+++ DATA TO PROCESS +++

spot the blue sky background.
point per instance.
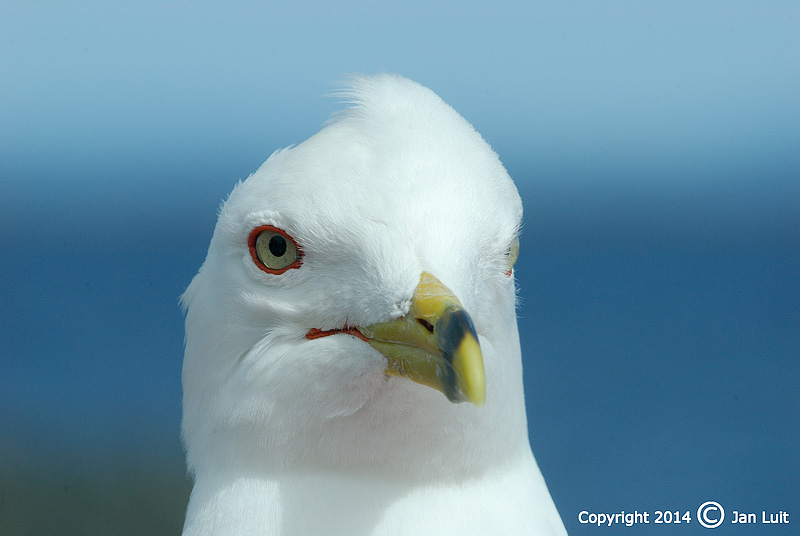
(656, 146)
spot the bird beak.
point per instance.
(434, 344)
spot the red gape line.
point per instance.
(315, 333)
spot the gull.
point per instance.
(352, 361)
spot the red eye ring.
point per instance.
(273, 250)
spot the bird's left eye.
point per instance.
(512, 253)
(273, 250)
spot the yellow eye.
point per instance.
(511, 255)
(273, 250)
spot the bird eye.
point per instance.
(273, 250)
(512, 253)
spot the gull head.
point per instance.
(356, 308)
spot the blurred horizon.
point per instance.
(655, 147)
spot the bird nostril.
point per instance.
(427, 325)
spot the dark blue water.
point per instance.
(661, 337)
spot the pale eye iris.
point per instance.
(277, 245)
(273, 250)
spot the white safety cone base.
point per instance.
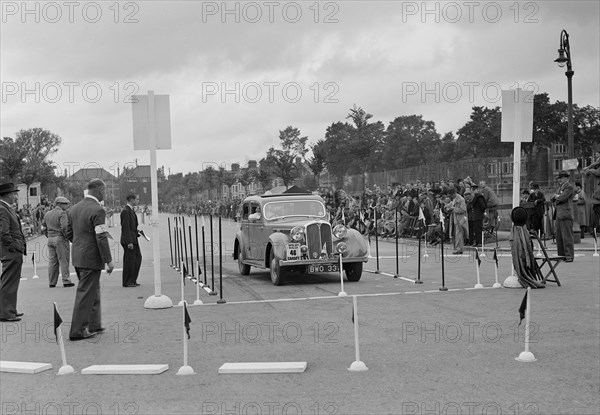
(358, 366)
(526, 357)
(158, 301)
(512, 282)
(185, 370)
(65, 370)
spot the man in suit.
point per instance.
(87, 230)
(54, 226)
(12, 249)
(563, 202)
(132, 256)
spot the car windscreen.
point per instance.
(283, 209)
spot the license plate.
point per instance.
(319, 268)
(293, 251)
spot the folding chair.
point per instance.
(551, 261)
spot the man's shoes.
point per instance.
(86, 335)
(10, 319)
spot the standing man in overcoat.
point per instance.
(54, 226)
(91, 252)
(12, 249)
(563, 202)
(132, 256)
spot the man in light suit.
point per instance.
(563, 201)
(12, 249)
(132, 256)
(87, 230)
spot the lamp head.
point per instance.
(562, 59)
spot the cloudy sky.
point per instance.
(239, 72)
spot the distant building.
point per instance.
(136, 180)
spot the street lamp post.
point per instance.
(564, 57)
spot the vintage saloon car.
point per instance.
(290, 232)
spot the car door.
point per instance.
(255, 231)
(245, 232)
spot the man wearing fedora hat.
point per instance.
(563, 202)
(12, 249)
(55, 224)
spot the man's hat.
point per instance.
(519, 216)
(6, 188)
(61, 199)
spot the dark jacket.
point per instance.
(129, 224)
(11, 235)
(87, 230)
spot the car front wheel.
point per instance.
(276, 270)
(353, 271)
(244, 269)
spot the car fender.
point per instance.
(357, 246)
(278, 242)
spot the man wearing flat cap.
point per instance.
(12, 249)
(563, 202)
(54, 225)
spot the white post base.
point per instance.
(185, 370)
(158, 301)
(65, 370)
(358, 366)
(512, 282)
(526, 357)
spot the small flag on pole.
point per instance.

+++

TASK BRIEF » Copy out the material word for word, without any images.

RESULT OF THE EXERCISE »
spot the blue sky background.
point per instance.
(656, 146)
spot the bird beak.
point per instance.
(434, 344)
spot the red gape line.
point per instance.
(315, 333)
spot the gull.
point per instance.
(352, 361)
spot the red eye ring.
point per instance.
(273, 250)
spot the bird's left eye.
point per instance.
(512, 253)
(273, 250)
spot the yellow eye.
point per instance.
(511, 255)
(273, 250)
spot the bird eye.
point per instance.
(273, 250)
(512, 253)
spot the gull head.
point per instance.
(356, 308)
spot the blurred horizon.
point per instance.
(655, 147)
spot the bird nostril.
point per instance.
(427, 325)
spot the dark blue water.
point per instance.
(661, 337)
spot the pale eye iris.
point per instance.
(277, 245)
(273, 250)
spot the white safety cone base.
point per instance.
(358, 366)
(526, 357)
(158, 301)
(512, 282)
(185, 370)
(65, 370)
spot the man in suit.
point per instance.
(87, 230)
(54, 226)
(12, 249)
(563, 202)
(132, 256)
spot the car windscreen.
point per instance.
(283, 209)
spot the license plate.
point per instance.
(319, 268)
(293, 251)
spot the folding chair.
point per instance.
(551, 261)
spot the man's shoes.
point per instance.
(86, 335)
(10, 319)
spot the standing man in overcoat.
point per instance.
(54, 226)
(91, 252)
(12, 249)
(563, 202)
(132, 256)
spot the man in light suit.
point per instance.
(563, 201)
(12, 249)
(132, 256)
(87, 230)
spot the lamp head.
point per instance.
(562, 59)
spot the cloudy sky.
point per instance.
(239, 72)
spot the distant building.
point per instance.
(136, 180)
spot the street lamp post.
point per instance.
(564, 57)
spot the vintage saloon car.
point per instance.
(290, 232)
spot the car door.
point per instance.
(255, 231)
(245, 232)
spot the man wearing fedora hat.
point per instance.
(563, 202)
(12, 249)
(55, 224)
spot the man's hat.
point per instance.
(519, 216)
(6, 188)
(61, 199)
spot the dark jacket.
point per instance.
(129, 224)
(11, 235)
(87, 230)
spot the car front wheel.
point per instance.
(276, 270)
(353, 271)
(244, 269)
spot the car fender.
point per instance.
(357, 246)
(278, 242)
spot the man wearing flat cap.
point per instance.
(12, 249)
(563, 202)
(54, 225)
spot the white post base.
point per instance.
(185, 370)
(158, 301)
(65, 370)
(358, 366)
(512, 282)
(526, 357)
spot the small flag on pole.
point per instance.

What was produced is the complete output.